Revision as of 11:12, 20 June 2016

A famous exigesis on the meaning, in law, of the word "reasonable".

Lord Greene MR had this to say:

For instance, a person entrusted with a discretion must, so to speak, direct himself properly in law. He must call his own attention to the matters which he is bound to consider. He must exclude from his consideration matters which are irrelevant to what he has to consider. If he does not obey those rules, he may truly be said, and often is said, to be acting “unreasonably.” Similarly, there may be something so absurd that no sensible person could ever dream that it lay within the powers of the authority. Warrington L.J. in Short v. Poole Corporation [1926] Ch 66, 90, 91 gave the example of the red-haired teacher, dismissed because she had red hair. That is unreasonable in one sense. In another sense it is taking into consideration extraneous matters. It is so unreasonable that it might almost be described as being done in bad faith; and, in fact, all these things run into one another.

» **MATERIAL SHOWN**:
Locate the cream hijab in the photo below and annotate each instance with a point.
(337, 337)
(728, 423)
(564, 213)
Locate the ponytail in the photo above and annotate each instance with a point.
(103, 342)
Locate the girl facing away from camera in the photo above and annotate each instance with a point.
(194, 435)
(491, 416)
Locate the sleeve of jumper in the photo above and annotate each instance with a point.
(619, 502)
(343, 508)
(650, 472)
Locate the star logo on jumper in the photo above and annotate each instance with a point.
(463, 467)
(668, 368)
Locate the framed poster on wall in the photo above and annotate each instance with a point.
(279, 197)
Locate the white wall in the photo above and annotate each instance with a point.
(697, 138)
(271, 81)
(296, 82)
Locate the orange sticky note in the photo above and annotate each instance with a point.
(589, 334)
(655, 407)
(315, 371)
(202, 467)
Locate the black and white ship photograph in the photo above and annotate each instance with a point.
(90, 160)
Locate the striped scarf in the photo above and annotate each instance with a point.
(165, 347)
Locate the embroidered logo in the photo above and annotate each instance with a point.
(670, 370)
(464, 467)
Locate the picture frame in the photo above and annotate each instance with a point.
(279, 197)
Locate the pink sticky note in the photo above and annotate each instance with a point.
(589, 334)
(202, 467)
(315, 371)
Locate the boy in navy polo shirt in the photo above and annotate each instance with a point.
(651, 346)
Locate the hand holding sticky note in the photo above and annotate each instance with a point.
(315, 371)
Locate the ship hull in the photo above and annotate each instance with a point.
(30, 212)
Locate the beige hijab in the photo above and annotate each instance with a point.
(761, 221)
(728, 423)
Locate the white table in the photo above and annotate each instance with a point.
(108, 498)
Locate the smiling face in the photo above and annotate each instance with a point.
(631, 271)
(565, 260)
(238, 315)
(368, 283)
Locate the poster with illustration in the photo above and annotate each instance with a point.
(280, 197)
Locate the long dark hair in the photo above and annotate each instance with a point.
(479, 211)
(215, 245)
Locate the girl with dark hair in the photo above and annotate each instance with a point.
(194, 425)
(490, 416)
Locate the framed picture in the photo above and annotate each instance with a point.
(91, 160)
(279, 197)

» **OBJECTIVES**:
• 1. Update the passage on the legal meaning of "reasonable": write it again beginning at the words "For instance, a" and stopping after "into one another.", with "discretion" replaced by "power".
• 2. Answer these from the passage on the legal meaning of "reasonable":
(a) Whose words does the passage quote?
(b) In which case did Warrington L.J. give the example of the red-haired teacher?
(c) What was the time and date of this revision?
• 3. Resume the passage on the legal meaning of "reasonable" from its last sentence onward.

» **ANSWERS TO THE PROBLEMS**:
• 1.
For instance, a person entrusted with a power must, so to speak, direct himself properly in law. He must call his own attention to the matters which he is bound to consider. He must exclude from his consideration matters which are irrelevant to what he has to consider. If he does not obey those rules, he may truly be said, and often is said, to be acting “unreasonably.” Similarly, there may be something so absurd that no sensible person could ever dream that it lay within the powers of the authority. Warrington L.J. in Short v. Poole Corporation [1926] Ch 66, 90, 91 gave the example of the red-haired teacher, dismissed because she had red hair. That is unreasonable in one sense. In another sense it is taking into consideration extraneous matters. It is so unreasonable that it might almost be described as being done in bad faith; and, in fact, all these things run into one another.

• 2.
(a) Lord Greene MR
(b) Short v. Poole Corporation [1926] Ch 66, 90, 91
(c) 11:12, 20 June 2016

• 3.
[...]

That, I think, is quite right; but to prove a case of that kind would require something overwhelming, and, in this case, the facts do not come anywhere near anything of that kind. I think Mr. Gallop in the end agreed that his proposition that the decision of the local authority can be upset if it is proved to be unreasonable, really meant that it must be proved to be unreasonable in the sense that the court considers it to be a decision that no reasonable body could have come to. It is not what the court considers unreasonable, a different thing altogether. If it is what the court considers unreasonable, the court may very well have different views to that of a local authority on matters of high public policy of this kind. Some courts might think that no children ought to be admitted on Sundays at all, some courts might think the reverse, and all over the country I have no doubt on a thing of that sort honest and sincere people hold different views. The effect of the legislation is not to set up the court as an arbiter of the correctness of one view over another. It is the local authority that are set in that position and, provided they act, as they have acted, within the four corners of their jurisdiction, this court, in my opinion, cannot interfere.